**REQUIRED TASKS**
a) Duplicate the part of the symposium article between "To build a blue" and "held on Nov 27.", inclusive.
b) According to the symposium article, at what rate is the number of coral reefs in the South China Sea declining?
c) Carry the symposium article forward from its final sentence.

PASSAGE: Begin

Symposium on Building Blue Economy Partnership stresses South China Sea

Symposium on Building Blue Economy Partnership stresses South China Sea (

To build a blue economy partnership and realize the goal of sustainable marine development we need to take the governance of the marine ecological environment as the first step and joint construction of marine industrial and supply chains as a major task, says Chi Fulin, president of China Institute for Reform and Development, in a keynote speech on the 2022 Symposium on Building Blue Economy Partnership, which was held on Nov 27.

According to statistics from international organizations, marine resources in the South China Sea have dropped to 5 percent from the 30 percent of the 1950 level. The number of coral reefs in the South China Sea is declining at a rate of 16 percent per decade, and less than 5 percent of the area is effectively protected.

In the face of increasingly severe challenges to marine ecological governance, Chi suggests that consultations on a convention on marine ecological environment governance in the South China Sea be launched as soon as possible in accordance with the UN Sustainable Development Goals and the Declaration on the Conduct of Parties in the South China Sea.

PASSAGE: End
DATA UNDER STUDY: Begin

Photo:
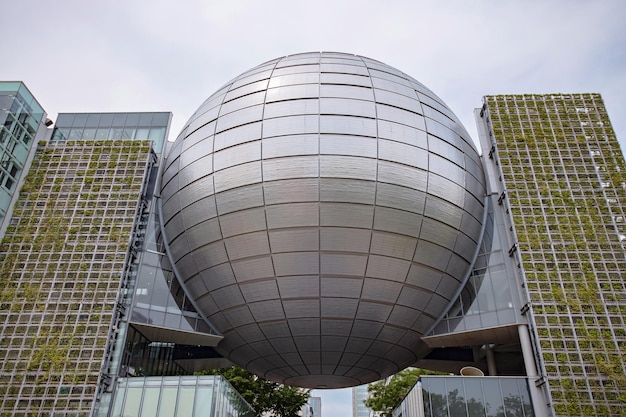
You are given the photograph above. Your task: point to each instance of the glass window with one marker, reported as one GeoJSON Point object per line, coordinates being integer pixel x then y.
{"type": "Point", "coordinates": [142, 133]}
{"type": "Point", "coordinates": [89, 134]}
{"type": "Point", "coordinates": [132, 119]}
{"type": "Point", "coordinates": [65, 120]}
{"type": "Point", "coordinates": [133, 401]}
{"type": "Point", "coordinates": [119, 119]}
{"type": "Point", "coordinates": [160, 119]}
{"type": "Point", "coordinates": [204, 400]}
{"type": "Point", "coordinates": [106, 120]}
{"type": "Point", "coordinates": [185, 401]}
{"type": "Point", "coordinates": [150, 401]}
{"type": "Point", "coordinates": [145, 119]}
{"type": "Point", "coordinates": [167, 405]}
{"type": "Point", "coordinates": [80, 120]}
{"type": "Point", "coordinates": [102, 133]}
{"type": "Point", "coordinates": [92, 120]}
{"type": "Point", "coordinates": [128, 133]}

DATA UNDER STUDY: End

**RESPONSES BY TASK**
a)
To build a blue economy partnership and realize the goal of sustainable marine development we need to take the governance of the marine ecological environment as the first step and joint construction of marine industrial and supply chains as a major task, says Chi Fulin, president of China Institute for Reform and Development, in a keynote speech on the 2022 Symposium on Building Blue Economy Partnership, which was held on Nov 27.

b) 16 percent per decade

c)
An ASEAN-China committee on sustainable marine development should also be established to align their marine strategies; coordinate their maritime policies; and jointly monitor, guide and supervise the governance of the marine ecological environment in the South China Sea, he adds.

For the marine economic development of countries along the Belt and Road initiative, it is important to promote the establishment of free trade zones to boost the development of marine fishery, marine renewable energy, marine biological resources and marine emerging industries. “We should adopt various forms of cooperation, such as framework agreements and investment treaties, to promote the building of flexible and multiple forms of bilateral and multilateral free trade areas, which may help form communities of shared interests and communities of a shared future,” Chi remarks.

Countries can work on technological innovation together to promote data, information and knowledge sharing, and build up regional and global ocean observation and prediction systems. Cooperation on non-traditional security issues such as maritime climate early warning, maritime search and rescue, and response to maritime terrorism and climate extremes, as well as in marine ecological protection and restoration, in building marine ecological waterways, and in jointly addressing transboundary marine pollution should be advanced, according to Chi.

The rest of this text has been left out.